Start of PAGE EXTRACT

Image of "back to the landers" from the Ozark Access Catalog, 1973. Available in the University of Arkansas Libraries Arkansas Collection, 917.78705 Oz13.
This topic guide was curated in coordination with historian Jared Phillips (Ph.D., University of Arkansas). Phillips has extensively studied the “Back to the Land” Movement of the 1960s and 1970s, including the social and cultural forces that drew members of the American counter cultural and rural traditionalists to the Ozarks in pursuit of alternative lifestyles amidst the turmoil and activism of the period. Phillips’s scholarly article on the subject, “Hipbillies and Hillbillies: Back-to-the-Landers in the Arkansas Ozarks during the Seventies,” won the Lucille Westbrook Award for local history from the Arkansas Historical Association. A forthcoming full-length monograph is being published by the University of Arkansas Press.
Phillips contributed an overview of the history of the Ozark Back to the Land movement and a selection of the research materials he accessed through the University of Arkansas Libraries. In addition to the many oral histories and private collections Phillips collected over the course of his project, Phillips relied on archival and print sources in Special Collections for valuable primary material. This research guide is intended to facilitate future study of the complex historical topic of post-World War II America and Arkansas.
During the end of the 1960s and the early 1970s, a wave of nearly one million people throughout the country left urbanized areas for rural settings intent on establishing themselves as “back-to-the-landers.” While many of these people moved to the Northeast or the West, which had long been centers of counter-cultural movements, a significant number of these intrepid young people left for the Arkansas Ozarks. There is no easy picture of the movement, but we can build a composite image of those that came to the Ozarks. It is almost impossible to state how many back-to-the-landers moved to Arkansas between 1968 and 1982. Rough estimates suggest that somewhere between two and six thousand people participated in the movement. Nearly all of the back-to-the-landers (BTL) who moved to the region were in their early to mid-twenties.

End of PAGE EXTRACT

■ AIM OF THE TASK
Reproduce word for word the passage of the Back to the Land topic guide that opens with the words containing "Phillips contributed an" and closes with "America and Arkansas.".

Start of MATERIAL

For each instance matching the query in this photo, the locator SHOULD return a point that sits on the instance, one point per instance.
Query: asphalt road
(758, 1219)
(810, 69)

End of MATERIAL

■ SOLUTION TO THIS PROBLEM
Phillips contributed an overview of the history of the Ozark Back to the Land movement and a selection of the research materials he accessed through the University of Arkansas Libraries. In addition to the many oral histories and private collections Phillips collected over the course of his project, Phillips relied on archival and print sources in Special Collections for valuable primary material. This research guide is intended to facilitate future study of the complex historical topic of post-World War II America and Arkansas.